Exercise directions = Make an exact copy of all the entries, but do not reproduce the pictures.

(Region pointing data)
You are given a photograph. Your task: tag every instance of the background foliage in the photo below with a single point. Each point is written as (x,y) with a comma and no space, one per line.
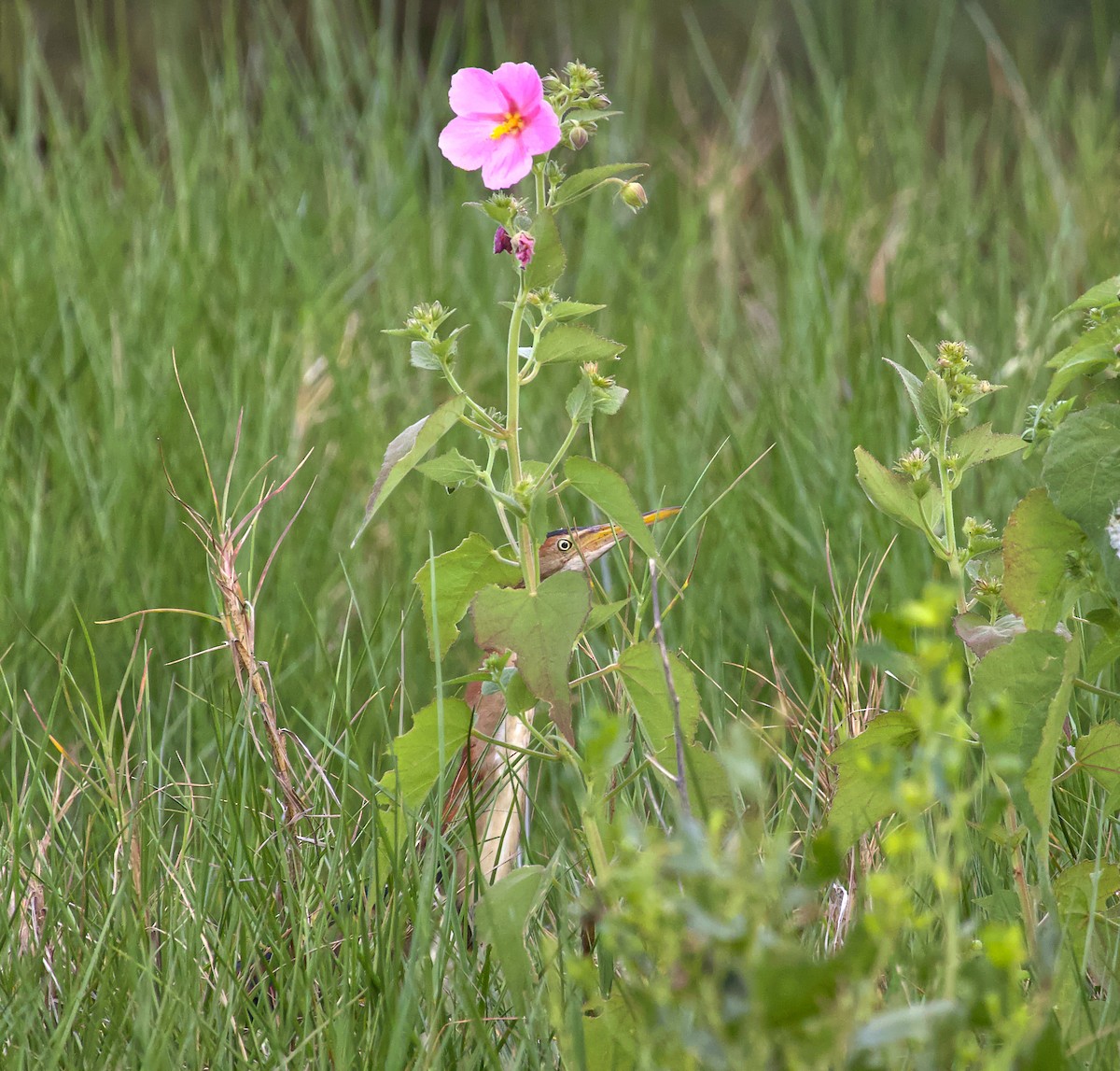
(261,194)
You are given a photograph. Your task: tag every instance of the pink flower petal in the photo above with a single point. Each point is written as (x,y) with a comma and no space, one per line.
(542,133)
(476,92)
(509,163)
(521,85)
(466,142)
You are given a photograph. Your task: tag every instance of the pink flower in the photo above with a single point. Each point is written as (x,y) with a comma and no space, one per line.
(501,122)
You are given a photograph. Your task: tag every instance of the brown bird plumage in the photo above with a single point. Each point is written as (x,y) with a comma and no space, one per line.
(494,775)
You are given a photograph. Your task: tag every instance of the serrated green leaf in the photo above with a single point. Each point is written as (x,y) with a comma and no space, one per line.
(609,491)
(1099,755)
(894,494)
(575,343)
(1019,699)
(501,918)
(549,260)
(868,768)
(643,671)
(980,444)
(460,573)
(1037,543)
(406,450)
(417,755)
(581,184)
(452,470)
(542,629)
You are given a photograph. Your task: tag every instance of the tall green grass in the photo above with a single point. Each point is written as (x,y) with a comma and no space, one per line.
(823,181)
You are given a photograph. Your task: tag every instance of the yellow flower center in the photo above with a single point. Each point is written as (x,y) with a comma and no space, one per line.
(512,123)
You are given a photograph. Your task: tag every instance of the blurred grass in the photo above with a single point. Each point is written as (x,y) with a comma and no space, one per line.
(823,181)
(818,190)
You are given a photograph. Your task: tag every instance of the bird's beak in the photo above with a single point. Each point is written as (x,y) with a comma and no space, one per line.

Written solution =
You are given a photograph. Your task: tag every instance of the background foliage in the photo below with a single point. Each point is written as (x,y) with a comma and no space, one per line.
(261,194)
You are given a photograph. Your task: tag every instance of the pink flower petal in the photo above with a single point. Each point is written as (x,y) with a comma and no space, one per line.
(542,133)
(476,92)
(509,163)
(521,85)
(466,142)
You are given a photograph. Your task: tag every instance of the pink flower in the photo above with a single point. Each point is written as (x,y) with a comma and no space, one per line.
(501,122)
You are given a photograph. Your task: tag every instance of the brown bird plumage in the photo above with a single point. Each point is written as (x,y) with a comma and no space, one per line.
(494,775)
You are given a photograph. Your task: tag every instance of the serrated green leaf in the photo above with a single point. Each point is written as (x,y) with a comma and no space, one per line.
(609,491)
(1099,755)
(894,494)
(575,343)
(1019,699)
(501,918)
(549,260)
(868,768)
(643,671)
(980,444)
(460,573)
(1037,543)
(406,450)
(417,755)
(581,184)
(452,470)
(542,629)
You are given a photograph. Your task: tag every instance of the tall green grass in the photo above with a single point. Each point is written as (x,y) with a comma and no space, one per line.
(823,181)
You are given a photograph. Your task: tag every instance of the yellow flower center in the photo above with a single point. Each point is written as (x,y) with a comma and no space, one per line.
(512,123)
You are given a photograph. Your task: tag every instance of the blurred grass in the photo above with a single point. Each point is written as (x,y) with a comma and no space, one per line.
(823,181)
(818,190)
You are given a photograph. Your task: tag every instance of the bird's beak in the photo above with a single point. Each point is written as (x,y) with a comma and no space, one per line.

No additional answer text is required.